• [Passage provided]:
# Flash LSI MegaRAID 9240-8i to 9211-8i



## double (Jul 7, 2015)

Greeting all!

After some tests and thoughts I decide to make 9211 from my 9240.

I made FreeDOS USB stick, download from lsi.com some utilities and run into troubles at the very beginning.

`sas2flsh.exe -listall`
Didn't see RAID controller.

`megarec.exe -listall`
Found controller, but i afraid to clean flash without any guarantees of being able to flash new with sas2flsh.

`lsiutil.exe`
Found controller, but says "is in fault state, dorbell 40000000" and ask for firmware file to flash. I don't knew what it means, but controller works fine after reboot(without flashing).

I'm little confused about that. Read a lot manuals about flashing LSI2008 cards, but didn't found situations like mine.


----------



## Terry_Kennedy (Jul 8, 2015)

double said:


> After some tests and thoughts I decide to make 9211 from my 9240.


You will probably get more responses by asking over at Serve The Home as that seems to be where the LSI cross-flashers hang out.


----------



## double (Jul 9, 2015)

Asus P8P67 lastest BIOS
UEFI shell via USB stick
sas2flash.ufi from Installer_P19_for_UEFI.zip
As always didn't see controller, but if I try `devices` command I can see LSI 9240-8i.
I start feeling there is something wrong with me : )
Or maybe sas2flash didn't suppose to see card until I erase BIOS?
sas2flsh avalaible only in 9211 download section.


----------



## Terry_Kennedy (Jul 12, 2015)

double said:


> Or maybe sas2flash didn't suppose to see card until I erase BIOS?
> sas2flsh avalaible only in 9211 download section.


The LSI download page for the 9240-8i says:


			
				readme.txt said:
			
		

> Installation:
> =============
> Use MegaCLI or StorCLI to flash the SAS controllers.  These tools can be downloaded from the support and download
> section of www.lsi.com.
> ...


So, I would not expect sas2flash to see the card.


----------



## double (Jul 13, 2015)

Terry_Kennedy said:


> So, I would not expect sas2flash to see the card.



These utilities can't flash BIOS (or iI miss it while reading help)
Correct me if iI wrong, but as iI understand, firstly iI need flash 9211 BIOS to card, then iI must flash firmware for 9211.


----------

• [Short problem a]:
Summarize the forum thread on flashing the LSI MegaRAID 9240-8i in exactly three sentences.

Saved entries:
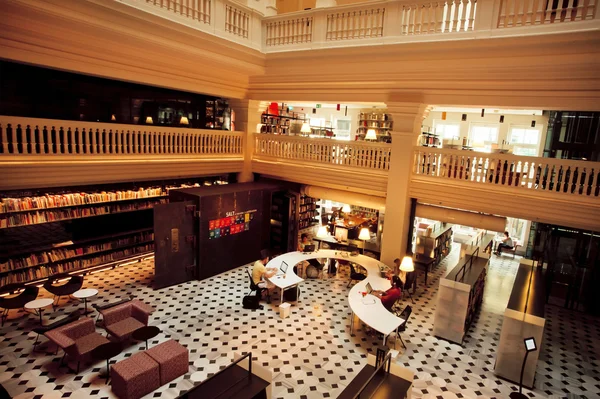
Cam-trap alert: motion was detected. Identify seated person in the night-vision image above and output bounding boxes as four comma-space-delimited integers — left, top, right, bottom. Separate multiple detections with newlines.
496, 231, 514, 256
372, 276, 402, 312
252, 249, 277, 300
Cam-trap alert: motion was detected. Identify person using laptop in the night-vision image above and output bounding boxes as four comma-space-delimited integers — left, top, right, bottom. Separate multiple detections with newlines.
252, 249, 277, 296
371, 276, 402, 312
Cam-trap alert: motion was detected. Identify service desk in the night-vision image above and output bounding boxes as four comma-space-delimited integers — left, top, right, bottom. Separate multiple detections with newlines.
267, 249, 404, 345
494, 259, 546, 388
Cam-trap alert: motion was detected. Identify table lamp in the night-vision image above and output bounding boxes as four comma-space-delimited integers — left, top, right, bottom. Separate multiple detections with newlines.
365, 129, 377, 140
300, 122, 312, 134
358, 227, 371, 254
317, 226, 327, 238
400, 256, 415, 273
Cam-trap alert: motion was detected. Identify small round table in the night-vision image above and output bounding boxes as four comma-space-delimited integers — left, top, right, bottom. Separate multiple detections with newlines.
25, 298, 54, 325
73, 288, 98, 315
131, 326, 160, 350
92, 342, 122, 384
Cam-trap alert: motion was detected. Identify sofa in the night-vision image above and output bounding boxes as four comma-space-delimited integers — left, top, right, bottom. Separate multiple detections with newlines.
98, 299, 154, 341
110, 339, 189, 399
44, 317, 109, 373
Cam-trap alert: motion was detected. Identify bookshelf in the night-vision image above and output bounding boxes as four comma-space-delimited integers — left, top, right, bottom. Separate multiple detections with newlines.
0, 177, 229, 286
271, 191, 298, 253
433, 248, 489, 344
298, 195, 320, 230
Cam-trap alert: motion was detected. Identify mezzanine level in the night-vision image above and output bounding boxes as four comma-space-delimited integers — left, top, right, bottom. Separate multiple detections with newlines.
122, 0, 600, 53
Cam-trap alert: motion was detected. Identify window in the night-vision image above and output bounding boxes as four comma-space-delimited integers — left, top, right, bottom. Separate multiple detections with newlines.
434, 121, 460, 140
509, 126, 541, 157
471, 125, 498, 144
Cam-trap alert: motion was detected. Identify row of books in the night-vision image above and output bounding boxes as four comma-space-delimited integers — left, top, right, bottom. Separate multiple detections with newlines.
0, 187, 166, 213
0, 232, 154, 273
0, 199, 166, 228
0, 244, 154, 286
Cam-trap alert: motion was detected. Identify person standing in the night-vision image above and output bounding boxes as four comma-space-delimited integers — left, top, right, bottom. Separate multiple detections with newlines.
496, 231, 515, 256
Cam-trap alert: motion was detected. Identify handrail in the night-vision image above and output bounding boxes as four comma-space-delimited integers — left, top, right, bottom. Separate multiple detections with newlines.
186, 352, 252, 397
454, 246, 479, 282
353, 352, 392, 399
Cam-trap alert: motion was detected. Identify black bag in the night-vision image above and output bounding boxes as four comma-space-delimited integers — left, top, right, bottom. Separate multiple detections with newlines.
283, 287, 300, 302
242, 295, 262, 309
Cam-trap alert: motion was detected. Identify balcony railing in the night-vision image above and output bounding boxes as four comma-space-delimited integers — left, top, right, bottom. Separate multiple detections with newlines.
413, 147, 600, 198
0, 116, 243, 158
254, 133, 391, 172
115, 0, 600, 53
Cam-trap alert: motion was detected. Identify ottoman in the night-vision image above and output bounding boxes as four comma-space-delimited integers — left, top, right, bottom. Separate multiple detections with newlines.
110, 352, 161, 399
144, 339, 189, 385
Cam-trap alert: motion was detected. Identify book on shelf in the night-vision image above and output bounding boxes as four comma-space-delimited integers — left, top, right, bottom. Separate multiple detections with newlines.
0, 243, 154, 286
0, 187, 166, 213
0, 199, 166, 228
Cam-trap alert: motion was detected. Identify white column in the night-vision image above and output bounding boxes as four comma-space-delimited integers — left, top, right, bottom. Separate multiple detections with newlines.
381, 101, 427, 265
229, 99, 269, 183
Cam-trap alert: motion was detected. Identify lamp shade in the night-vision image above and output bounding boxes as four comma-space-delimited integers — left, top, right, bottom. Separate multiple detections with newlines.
400, 256, 415, 272
300, 122, 312, 133
358, 227, 371, 240
317, 226, 327, 238
365, 129, 377, 140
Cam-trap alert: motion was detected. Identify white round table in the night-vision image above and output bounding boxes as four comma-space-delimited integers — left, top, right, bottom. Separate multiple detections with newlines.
25, 298, 54, 325
266, 249, 404, 345
73, 288, 98, 315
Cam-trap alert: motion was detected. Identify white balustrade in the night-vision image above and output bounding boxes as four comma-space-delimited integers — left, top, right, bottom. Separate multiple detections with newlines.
497, 0, 597, 28
225, 4, 250, 38
413, 147, 600, 197
146, 0, 211, 24
265, 16, 313, 47
254, 133, 391, 172
325, 7, 385, 41
0, 116, 243, 157
402, 0, 477, 35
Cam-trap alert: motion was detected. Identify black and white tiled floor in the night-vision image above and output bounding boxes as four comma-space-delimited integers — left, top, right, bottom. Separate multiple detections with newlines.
0, 245, 600, 399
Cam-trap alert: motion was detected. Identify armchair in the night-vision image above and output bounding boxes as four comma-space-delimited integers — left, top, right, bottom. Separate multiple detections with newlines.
44, 273, 83, 307
44, 317, 109, 374
0, 284, 40, 325
98, 299, 154, 341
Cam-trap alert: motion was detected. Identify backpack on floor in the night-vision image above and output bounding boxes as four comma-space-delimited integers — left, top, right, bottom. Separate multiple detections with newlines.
242, 295, 262, 309
283, 287, 300, 302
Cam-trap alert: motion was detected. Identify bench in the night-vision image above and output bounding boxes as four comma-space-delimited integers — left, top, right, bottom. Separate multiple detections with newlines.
110, 339, 189, 399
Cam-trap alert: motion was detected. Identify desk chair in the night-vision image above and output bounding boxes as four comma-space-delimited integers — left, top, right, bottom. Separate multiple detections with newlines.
246, 269, 271, 303
346, 262, 367, 288
396, 305, 412, 349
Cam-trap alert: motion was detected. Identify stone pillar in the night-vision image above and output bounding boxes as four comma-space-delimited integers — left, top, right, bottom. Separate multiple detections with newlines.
229, 99, 269, 183
381, 101, 428, 265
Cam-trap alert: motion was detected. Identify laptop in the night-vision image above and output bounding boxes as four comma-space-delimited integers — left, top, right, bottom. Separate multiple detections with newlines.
277, 262, 288, 274
304, 244, 315, 254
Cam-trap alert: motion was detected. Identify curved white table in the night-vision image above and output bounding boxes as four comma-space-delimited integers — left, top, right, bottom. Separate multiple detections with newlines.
267, 249, 404, 345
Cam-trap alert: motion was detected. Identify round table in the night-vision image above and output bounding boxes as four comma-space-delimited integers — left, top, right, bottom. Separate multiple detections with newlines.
131, 326, 160, 350
25, 298, 54, 325
73, 288, 98, 315
92, 342, 122, 384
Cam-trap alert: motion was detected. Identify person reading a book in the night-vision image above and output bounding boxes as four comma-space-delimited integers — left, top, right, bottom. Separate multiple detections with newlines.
372, 276, 402, 312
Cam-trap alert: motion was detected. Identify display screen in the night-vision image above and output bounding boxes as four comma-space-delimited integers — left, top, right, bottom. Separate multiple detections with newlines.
525, 338, 537, 352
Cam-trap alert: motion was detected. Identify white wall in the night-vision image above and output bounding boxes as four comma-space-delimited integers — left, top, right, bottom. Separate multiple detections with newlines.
423, 111, 548, 156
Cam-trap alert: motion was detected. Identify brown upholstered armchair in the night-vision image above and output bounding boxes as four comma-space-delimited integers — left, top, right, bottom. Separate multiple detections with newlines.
98, 299, 154, 341
44, 317, 109, 373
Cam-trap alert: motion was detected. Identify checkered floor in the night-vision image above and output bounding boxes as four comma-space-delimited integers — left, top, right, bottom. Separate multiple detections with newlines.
0, 248, 600, 399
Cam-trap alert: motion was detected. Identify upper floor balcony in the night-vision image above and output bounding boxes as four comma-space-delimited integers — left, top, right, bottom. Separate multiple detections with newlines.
122, 0, 600, 53
252, 134, 600, 230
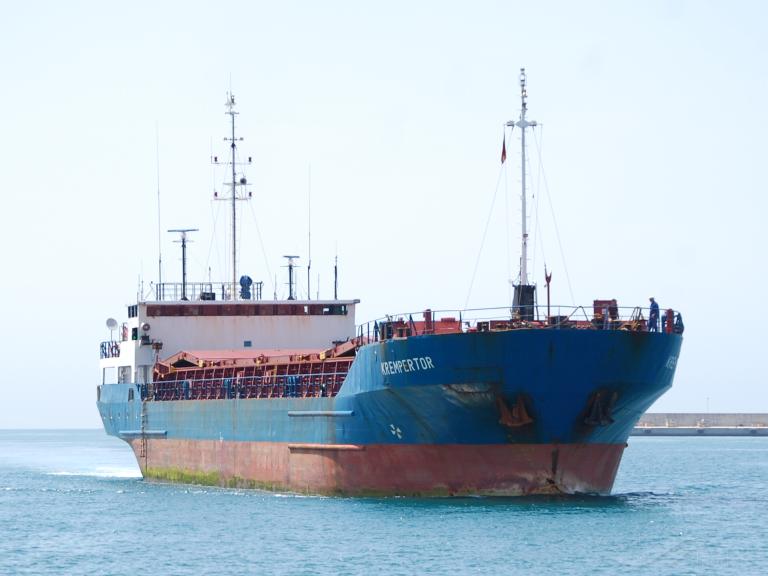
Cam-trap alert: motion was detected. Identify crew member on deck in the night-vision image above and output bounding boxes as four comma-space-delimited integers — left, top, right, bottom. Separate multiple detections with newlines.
648, 296, 659, 332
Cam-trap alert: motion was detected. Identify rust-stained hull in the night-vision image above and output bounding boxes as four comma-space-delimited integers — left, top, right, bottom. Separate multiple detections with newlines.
130, 439, 624, 496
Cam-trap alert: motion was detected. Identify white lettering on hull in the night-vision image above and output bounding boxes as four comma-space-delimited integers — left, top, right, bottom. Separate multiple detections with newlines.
379, 356, 435, 376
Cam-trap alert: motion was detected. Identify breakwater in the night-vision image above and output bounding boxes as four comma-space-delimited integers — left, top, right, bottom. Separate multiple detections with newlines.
632, 412, 768, 436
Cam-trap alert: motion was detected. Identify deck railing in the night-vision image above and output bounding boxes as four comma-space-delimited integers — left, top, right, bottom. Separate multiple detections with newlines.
355, 301, 684, 343
139, 371, 347, 401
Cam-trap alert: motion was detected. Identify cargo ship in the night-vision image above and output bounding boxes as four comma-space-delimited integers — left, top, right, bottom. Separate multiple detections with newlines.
97, 70, 682, 496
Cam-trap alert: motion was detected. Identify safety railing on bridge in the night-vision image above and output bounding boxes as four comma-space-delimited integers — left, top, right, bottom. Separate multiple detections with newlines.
155, 282, 264, 302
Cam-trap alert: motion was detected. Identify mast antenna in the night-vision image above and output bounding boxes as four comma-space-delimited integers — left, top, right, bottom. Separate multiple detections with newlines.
155, 121, 163, 300
507, 68, 537, 320
307, 164, 312, 300
213, 91, 252, 300
168, 228, 197, 300
283, 256, 298, 300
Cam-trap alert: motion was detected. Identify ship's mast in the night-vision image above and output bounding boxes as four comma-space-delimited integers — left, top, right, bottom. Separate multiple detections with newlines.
214, 92, 251, 299
507, 68, 536, 286
507, 68, 536, 319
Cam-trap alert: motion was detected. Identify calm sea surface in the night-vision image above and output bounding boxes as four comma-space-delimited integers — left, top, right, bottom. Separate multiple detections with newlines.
0, 431, 768, 576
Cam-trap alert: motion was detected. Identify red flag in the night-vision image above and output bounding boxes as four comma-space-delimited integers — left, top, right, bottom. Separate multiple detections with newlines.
501, 134, 507, 164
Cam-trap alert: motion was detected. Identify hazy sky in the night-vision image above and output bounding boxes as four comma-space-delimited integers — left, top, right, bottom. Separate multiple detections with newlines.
0, 0, 768, 428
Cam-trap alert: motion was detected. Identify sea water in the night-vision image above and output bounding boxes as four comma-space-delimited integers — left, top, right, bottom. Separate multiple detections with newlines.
0, 430, 768, 576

• [Short problem b]:
Copy the saved entries verbatim, starting at the beginning of the entries and ending at the line that contains "400, 256, 415, 273", with both ends included. Leave the pictures out of your answer.

• [Full output a]:
A poster trying to turn an LSI MegaRAID 9240-8i into a 9211-8i found that sas2flsh did not see the controller, both from a FreeDOS USB stick and from a UEFI shell. The tools megarec and lsiutil did find it, though lsiutil reported a fault state. Another participant suggested asking at Serve The Home and quoted the 9240-8i readme, which says to flash with MegaCLI or StorCLI, so sas2flash would not be expected to see the card; the poster replied that those utilities cannot flash the BIOS and that the plan was to flash the 9211 BIOS first and then the 9211 firmware.

• [Full output b]:
Cam-trap alert: motion was detected. Identify seated person in the night-vision image above and output bounding boxes as four comma-space-delimited integers — left, top, right, bottom. Separate multiple detections with newlines.
496, 231, 514, 256
372, 276, 402, 312
252, 249, 277, 300
Cam-trap alert: motion was detected. Identify person using laptop in the night-vision image above and output bounding boxes as four comma-space-delimited integers — left, top, right, bottom. Separate multiple detections with newlines.
252, 249, 277, 296
371, 276, 402, 312
Cam-trap alert: motion was detected. Identify service desk in the night-vision image above and output bounding boxes as four comma-space-delimited integers — left, top, right, bottom. Separate multiple detections with newlines.
267, 249, 404, 345
494, 259, 546, 388
Cam-trap alert: motion was detected. Identify table lamp in the night-vision image above and output bounding boxes as four comma-space-delimited integers — left, top, right, bottom. Separate multiple detections with newlines.
365, 129, 377, 140
300, 122, 312, 134
358, 227, 371, 254
317, 226, 327, 238
400, 256, 415, 273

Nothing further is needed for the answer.